(Data items)
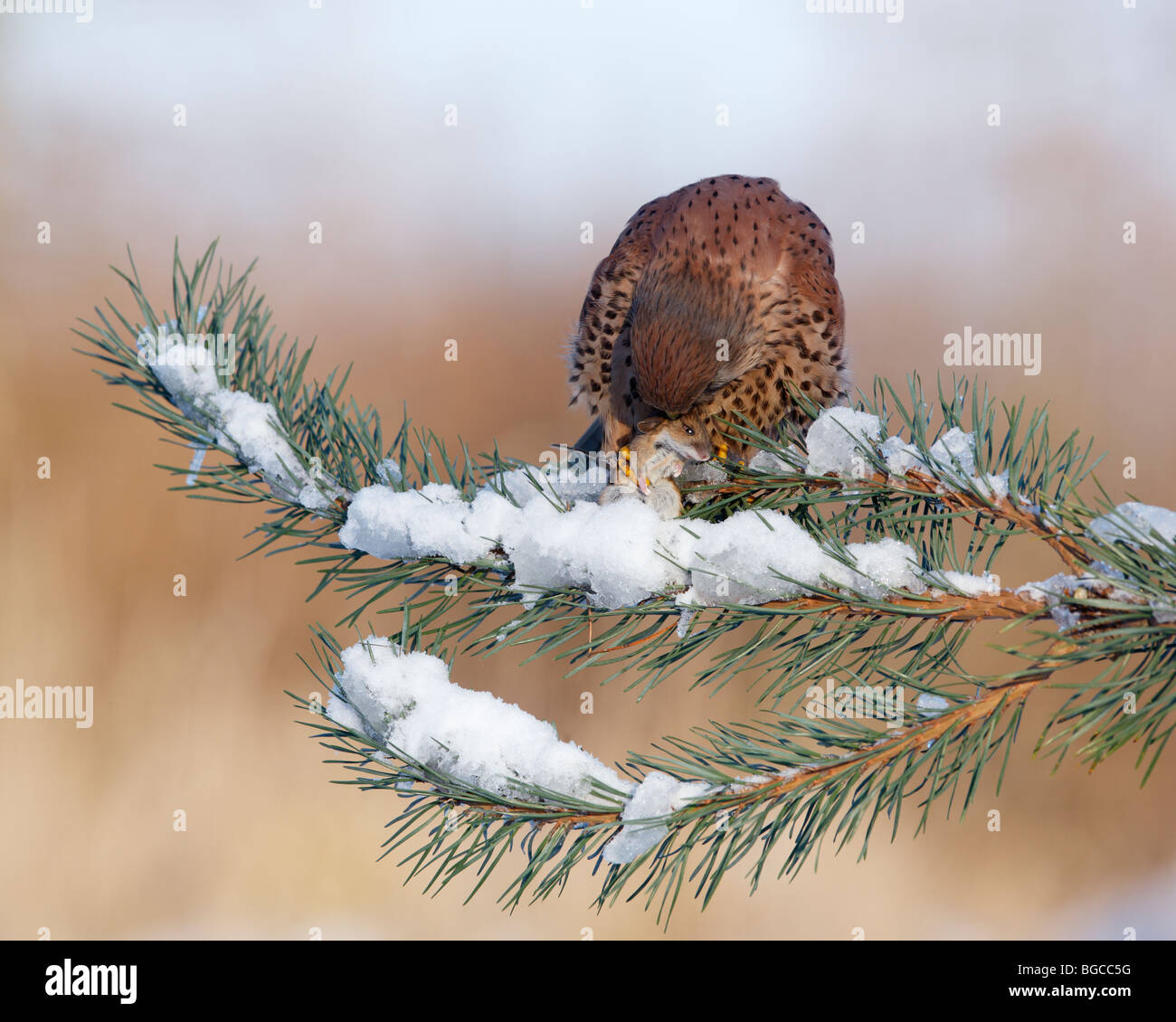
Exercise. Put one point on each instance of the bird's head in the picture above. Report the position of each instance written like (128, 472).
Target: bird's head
(683, 435)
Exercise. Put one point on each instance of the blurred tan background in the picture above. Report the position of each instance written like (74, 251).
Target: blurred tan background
(567, 113)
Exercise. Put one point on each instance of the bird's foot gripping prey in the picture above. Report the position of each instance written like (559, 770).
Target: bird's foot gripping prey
(647, 467)
(717, 302)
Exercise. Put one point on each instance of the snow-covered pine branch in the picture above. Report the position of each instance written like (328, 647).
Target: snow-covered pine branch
(858, 553)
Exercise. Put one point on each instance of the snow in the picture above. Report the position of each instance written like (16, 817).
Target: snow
(621, 553)
(658, 795)
(186, 367)
(987, 584)
(251, 430)
(930, 705)
(953, 457)
(407, 701)
(775, 465)
(1133, 523)
(836, 440)
(551, 484)
(741, 560)
(198, 461)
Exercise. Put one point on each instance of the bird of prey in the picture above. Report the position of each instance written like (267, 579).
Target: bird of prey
(716, 301)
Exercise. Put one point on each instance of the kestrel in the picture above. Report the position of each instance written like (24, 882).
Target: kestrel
(716, 300)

> WHAT YOU NEED TO DO
Convert each line of the data above into a Markdown table with the columns Row and Data line. Omit blank lines and the pictures.

> EXERCISE OUTPUT
| Row | Data line |
|---|---|
| 1 | Exercise. Put one point on each instance of the bird's head in the picture above. Report the position of each instance written like (128, 472). |
| 2 | Target: bird's head |
| 3 | (683, 435) |
| 4 | Exercise. Put one point on each instance of the blurred tan background in the picture above. Report the position of each instance written like (74, 251). |
| 5 | Target: blurred tan background |
| 6 | (567, 113) |
| 7 | Exercise. Put one point on each instance of the bird's foot gripping prey in the picture above. Report the position of each instance written like (559, 770). |
| 8 | Target: bird's foot gripping prey |
| 9 | (647, 467) |
| 10 | (717, 302) |
| 11 | Exercise. Put one point on each instance of the snow-covered pine branch in the picture above. Report the position of each instance written like (328, 647). |
| 12 | Target: snow-covered pine branch |
| 13 | (858, 553) |
| 14 | Exercise. Put one point on each instance of the snow in the picture above. Report the position of each instance written like (16, 817). |
| 15 | Target: snow |
| 16 | (621, 553) |
| 17 | (658, 795) |
| 18 | (186, 367) |
| 19 | (987, 584) |
| 20 | (251, 430) |
| 21 | (930, 705) |
| 22 | (953, 457) |
| 23 | (407, 701) |
| 24 | (775, 465) |
| 25 | (1133, 523) |
| 26 | (836, 440) |
| 27 | (551, 484) |
| 28 | (741, 560) |
| 29 | (198, 461) |
| 30 | Exercise. Put one point on each instance of the bird of prey in the picture above. Report the position of each instance written like (267, 579). |
| 31 | Target: bird of prey |
| 32 | (716, 301) |
| 33 | Exercise. Put one point on each instance of the kestrel in the picture above. Report the position of each instance written like (24, 882). |
| 34 | Target: kestrel |
| 35 | (716, 300) |